Source excerpt
+++++

Shopify Pushes Further Into Social Channels, As The Hunt For Online Customers Intensifies
TLDR
- Shopify announced an integration with TikTok on Tuesday, August 17, 2021
- Social channels are the fastest-growing source of sales and marketing for Shopify merchants
- More than half of consumers between the ages of 18 and 34 discover products on social media
Brief
Shopify's addition of TikTok joins Facebook, Google’s portfolio of apps and sites, Snapchat, Pinterest and more. Shopify doesn’t charge for the Channel integrations, nor does it take a cut of media, although, it retains a small percent of purchases. Merchant installs (a seller setting up an online storefront, or onboarding with the Google Merchant Center) increased by 76% in the US this year. Sales on those social channels are up 270%. Shopify also has an analytics hub that operates across its Channel partners, so they can see where traffic and sales are coming from.
- Read the full article from AdExchanger
Google confirms it changed how it creates titles for search result listings
TLDR
- Google no longer uses the query to generate these titles but still uses HTML title tags 80% of the time.

+++++

Given problem 1
According to the marketing news digest, by what percentage have sales on social channels increased?
Given problem 2
Print the stretch of the marketing news digest from "- Read the full" through "of the time.".
Given problem 3
Carry on the marketing news digest from its final sentence.
The material after this point has no connection to the marketing news digest.

Data segment
+++++

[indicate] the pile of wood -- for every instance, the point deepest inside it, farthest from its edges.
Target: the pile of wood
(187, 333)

+++++

Exercise answer 1
Sales on social channels are up 270%.

Exercise answer 2
- Read the full article from AdExchanger
Google confirms it changed how it creates titles for search result listings
TLDR
- Google no longer uses the query to generate these titles but still uses HTML title tags 80% of the time.

Exercise answer 3
Brief
Google has introduced a new system of generating titles for web pages. Previously, Google often used the query the searcher entered into the search box when formulating the title of the search result snippets. Google said it is now “making use of text that humans can visually see when they arrive at a web page.” Specifically, Google is now considering “the main visual title or headline shown on a page.” Google said this “update is designed to produce more readable and accessible titles for pages. Google wrote the search company is “already making refinements” to the new title system “based on feedback,” and it promises to “keep working to make it even better over time.” This might lead to more controls within Google Search Console for us to manage our titles in the Google search results better.
- Read the full article from Search Engine Land
OOH On Its Way Up, Place Exchange Data Shows, eMarketer Confirms
TLDR
- eMarketer expects U.S. OOH ad spend to increase 14.5% this year to $6.96 billion, but does not expect the media to be evenly distributed.
- Marketers will transact about 3.9% of total OOH ad spend via programmatic this year. Spending on programmatic Video OOH advertising roughly doubled from second-half 2020 to first-half 2021.
- Non-Guaranteed deals continue to dominate programmatic OOH buying execution, at about 90% of spend.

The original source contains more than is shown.